▶ _DO THIS_:
Arrange the material from its first line through the line containing "353 275 L 353" as a numbered list, leaving out any blank lines.

(Region segmentation data)
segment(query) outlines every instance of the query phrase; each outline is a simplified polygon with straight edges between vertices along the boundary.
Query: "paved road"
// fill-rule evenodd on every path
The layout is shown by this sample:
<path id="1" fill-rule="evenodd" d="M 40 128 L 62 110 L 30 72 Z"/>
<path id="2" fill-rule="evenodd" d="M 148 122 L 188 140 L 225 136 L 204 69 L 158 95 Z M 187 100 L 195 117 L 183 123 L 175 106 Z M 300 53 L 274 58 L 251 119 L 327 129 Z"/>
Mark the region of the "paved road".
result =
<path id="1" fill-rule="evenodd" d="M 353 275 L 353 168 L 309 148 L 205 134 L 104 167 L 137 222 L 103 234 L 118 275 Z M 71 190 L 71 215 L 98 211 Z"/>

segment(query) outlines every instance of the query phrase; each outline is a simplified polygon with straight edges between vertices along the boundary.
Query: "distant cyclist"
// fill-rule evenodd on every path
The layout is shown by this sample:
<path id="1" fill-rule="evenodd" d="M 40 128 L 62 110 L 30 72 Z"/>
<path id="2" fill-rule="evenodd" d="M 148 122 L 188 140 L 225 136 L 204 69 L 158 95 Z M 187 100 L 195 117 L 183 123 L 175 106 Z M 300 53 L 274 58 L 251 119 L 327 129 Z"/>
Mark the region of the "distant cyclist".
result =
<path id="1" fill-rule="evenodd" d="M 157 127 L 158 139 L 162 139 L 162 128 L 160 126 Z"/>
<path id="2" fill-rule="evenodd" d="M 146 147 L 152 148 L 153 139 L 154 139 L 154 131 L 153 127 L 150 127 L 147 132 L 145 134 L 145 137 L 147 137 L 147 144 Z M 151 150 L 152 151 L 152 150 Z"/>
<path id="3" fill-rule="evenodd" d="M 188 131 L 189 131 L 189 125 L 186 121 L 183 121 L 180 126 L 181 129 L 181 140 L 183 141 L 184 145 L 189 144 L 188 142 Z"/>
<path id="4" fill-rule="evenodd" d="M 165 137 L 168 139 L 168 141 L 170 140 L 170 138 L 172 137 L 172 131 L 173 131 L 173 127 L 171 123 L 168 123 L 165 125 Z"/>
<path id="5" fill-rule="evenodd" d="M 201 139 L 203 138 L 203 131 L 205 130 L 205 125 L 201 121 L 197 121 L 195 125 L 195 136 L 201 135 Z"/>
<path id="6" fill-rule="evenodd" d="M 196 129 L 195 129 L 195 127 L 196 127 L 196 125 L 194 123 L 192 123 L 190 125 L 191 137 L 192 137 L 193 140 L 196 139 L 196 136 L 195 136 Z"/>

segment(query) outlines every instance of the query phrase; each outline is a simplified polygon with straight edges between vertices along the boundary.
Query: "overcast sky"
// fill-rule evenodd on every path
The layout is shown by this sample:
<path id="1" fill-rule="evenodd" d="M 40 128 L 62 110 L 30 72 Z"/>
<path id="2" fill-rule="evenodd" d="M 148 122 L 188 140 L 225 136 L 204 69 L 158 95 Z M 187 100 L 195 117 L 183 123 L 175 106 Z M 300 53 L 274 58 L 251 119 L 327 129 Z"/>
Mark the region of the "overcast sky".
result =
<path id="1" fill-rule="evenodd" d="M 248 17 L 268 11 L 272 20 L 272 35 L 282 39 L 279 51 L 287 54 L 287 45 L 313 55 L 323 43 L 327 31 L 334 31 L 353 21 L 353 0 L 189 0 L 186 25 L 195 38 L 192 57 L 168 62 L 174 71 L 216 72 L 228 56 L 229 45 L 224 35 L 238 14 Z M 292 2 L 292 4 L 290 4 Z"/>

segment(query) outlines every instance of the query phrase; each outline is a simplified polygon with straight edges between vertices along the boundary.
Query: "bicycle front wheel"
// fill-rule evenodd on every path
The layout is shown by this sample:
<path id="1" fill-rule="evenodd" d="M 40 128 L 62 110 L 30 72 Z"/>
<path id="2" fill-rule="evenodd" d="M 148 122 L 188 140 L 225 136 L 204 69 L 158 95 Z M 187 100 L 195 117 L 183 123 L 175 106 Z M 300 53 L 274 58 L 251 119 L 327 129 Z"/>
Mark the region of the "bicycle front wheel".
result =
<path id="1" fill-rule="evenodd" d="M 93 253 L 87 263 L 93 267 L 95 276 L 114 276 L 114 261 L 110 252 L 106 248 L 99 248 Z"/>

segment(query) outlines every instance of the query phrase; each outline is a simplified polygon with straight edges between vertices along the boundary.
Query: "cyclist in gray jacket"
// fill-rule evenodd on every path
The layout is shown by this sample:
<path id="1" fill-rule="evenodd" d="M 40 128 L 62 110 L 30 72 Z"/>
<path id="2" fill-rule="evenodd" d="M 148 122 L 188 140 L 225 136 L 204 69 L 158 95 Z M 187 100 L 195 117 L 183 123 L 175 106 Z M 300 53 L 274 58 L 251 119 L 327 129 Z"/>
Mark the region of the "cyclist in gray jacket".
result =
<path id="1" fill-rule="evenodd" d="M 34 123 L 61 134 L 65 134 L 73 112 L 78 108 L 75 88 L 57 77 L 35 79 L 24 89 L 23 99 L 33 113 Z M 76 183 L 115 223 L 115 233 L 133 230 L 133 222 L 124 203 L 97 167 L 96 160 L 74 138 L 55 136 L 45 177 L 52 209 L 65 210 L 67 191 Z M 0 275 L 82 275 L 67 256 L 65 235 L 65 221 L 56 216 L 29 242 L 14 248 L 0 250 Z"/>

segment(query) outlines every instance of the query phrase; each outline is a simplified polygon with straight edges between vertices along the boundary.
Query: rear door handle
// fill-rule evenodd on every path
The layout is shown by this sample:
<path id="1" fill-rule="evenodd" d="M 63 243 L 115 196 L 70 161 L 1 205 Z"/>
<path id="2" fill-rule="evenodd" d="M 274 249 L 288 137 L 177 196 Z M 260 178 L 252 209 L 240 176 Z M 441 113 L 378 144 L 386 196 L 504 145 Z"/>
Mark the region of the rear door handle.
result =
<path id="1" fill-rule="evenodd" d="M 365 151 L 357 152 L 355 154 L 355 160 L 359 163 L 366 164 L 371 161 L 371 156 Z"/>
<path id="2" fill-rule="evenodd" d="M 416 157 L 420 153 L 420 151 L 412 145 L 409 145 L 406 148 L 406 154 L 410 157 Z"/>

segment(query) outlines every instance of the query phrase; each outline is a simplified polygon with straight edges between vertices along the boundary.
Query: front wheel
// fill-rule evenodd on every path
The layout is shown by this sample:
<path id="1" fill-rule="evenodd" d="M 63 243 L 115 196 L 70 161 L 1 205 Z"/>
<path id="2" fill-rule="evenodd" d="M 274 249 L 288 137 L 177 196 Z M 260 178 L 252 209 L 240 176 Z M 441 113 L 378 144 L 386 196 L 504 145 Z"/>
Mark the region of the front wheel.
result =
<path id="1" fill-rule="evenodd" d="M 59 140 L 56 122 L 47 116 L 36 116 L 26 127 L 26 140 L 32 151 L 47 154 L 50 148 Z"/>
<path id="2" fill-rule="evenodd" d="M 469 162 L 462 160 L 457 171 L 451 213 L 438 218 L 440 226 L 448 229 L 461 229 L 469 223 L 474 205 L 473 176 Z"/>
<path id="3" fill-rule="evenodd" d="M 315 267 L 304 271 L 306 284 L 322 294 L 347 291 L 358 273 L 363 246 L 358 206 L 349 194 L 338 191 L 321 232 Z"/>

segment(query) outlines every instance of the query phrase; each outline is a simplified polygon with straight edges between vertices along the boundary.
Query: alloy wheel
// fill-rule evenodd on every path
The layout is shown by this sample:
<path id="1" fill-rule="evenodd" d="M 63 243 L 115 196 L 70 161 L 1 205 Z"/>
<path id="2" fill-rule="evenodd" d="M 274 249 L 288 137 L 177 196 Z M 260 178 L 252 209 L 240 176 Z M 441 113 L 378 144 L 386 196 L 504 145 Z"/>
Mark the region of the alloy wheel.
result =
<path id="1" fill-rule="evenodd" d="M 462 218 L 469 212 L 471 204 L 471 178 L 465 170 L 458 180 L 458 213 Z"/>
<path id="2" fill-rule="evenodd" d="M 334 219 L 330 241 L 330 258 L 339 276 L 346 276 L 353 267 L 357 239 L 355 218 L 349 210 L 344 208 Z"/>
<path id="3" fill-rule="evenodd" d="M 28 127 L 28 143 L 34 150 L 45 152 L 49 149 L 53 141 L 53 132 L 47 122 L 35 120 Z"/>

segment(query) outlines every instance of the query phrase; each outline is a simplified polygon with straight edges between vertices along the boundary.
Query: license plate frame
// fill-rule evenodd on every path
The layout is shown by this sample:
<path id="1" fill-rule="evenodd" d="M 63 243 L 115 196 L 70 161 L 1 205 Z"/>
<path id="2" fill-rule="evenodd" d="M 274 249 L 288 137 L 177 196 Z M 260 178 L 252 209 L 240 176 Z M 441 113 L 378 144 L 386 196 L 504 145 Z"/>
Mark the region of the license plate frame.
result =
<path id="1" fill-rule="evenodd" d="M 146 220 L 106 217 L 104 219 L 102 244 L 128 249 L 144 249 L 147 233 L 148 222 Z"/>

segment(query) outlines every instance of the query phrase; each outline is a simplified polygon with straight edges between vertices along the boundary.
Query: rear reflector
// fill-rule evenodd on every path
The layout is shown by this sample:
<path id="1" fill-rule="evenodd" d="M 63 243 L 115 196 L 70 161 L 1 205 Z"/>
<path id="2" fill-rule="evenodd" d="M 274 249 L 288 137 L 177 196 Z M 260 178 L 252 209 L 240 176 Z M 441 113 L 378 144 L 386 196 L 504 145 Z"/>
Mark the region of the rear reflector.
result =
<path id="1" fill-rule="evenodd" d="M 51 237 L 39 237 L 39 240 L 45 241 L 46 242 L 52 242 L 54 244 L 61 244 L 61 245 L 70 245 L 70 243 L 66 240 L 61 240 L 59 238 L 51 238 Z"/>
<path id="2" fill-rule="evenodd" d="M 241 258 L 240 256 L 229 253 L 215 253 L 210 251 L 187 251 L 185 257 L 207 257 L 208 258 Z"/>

▶ _TASK OUTPUT_:
1. segment(query) outlines every instance of the query phrase; each outline is a simplified polygon with straight edges between vertices along the boundary.
2. Query: "paved road"
3. // fill-rule evenodd on every path
4. The layout is shown by this sample:
5. <path id="1" fill-rule="evenodd" d="M 40 128 L 62 110 L 30 72 Z"/>
6. <path id="2" fill-rule="evenodd" d="M 148 122 L 188 140 L 225 136 L 204 69 L 158 95 Z M 187 100 L 195 117 L 183 123 L 175 106 Z M 300 53 L 274 58 L 251 119 L 327 129 Z"/>
7. Mark the region of the "paved road".
8. result =
9. <path id="1" fill-rule="evenodd" d="M 353 275 L 353 168 L 309 148 L 205 134 L 104 167 L 137 222 L 103 234 L 118 275 Z M 71 190 L 71 215 L 98 211 Z"/>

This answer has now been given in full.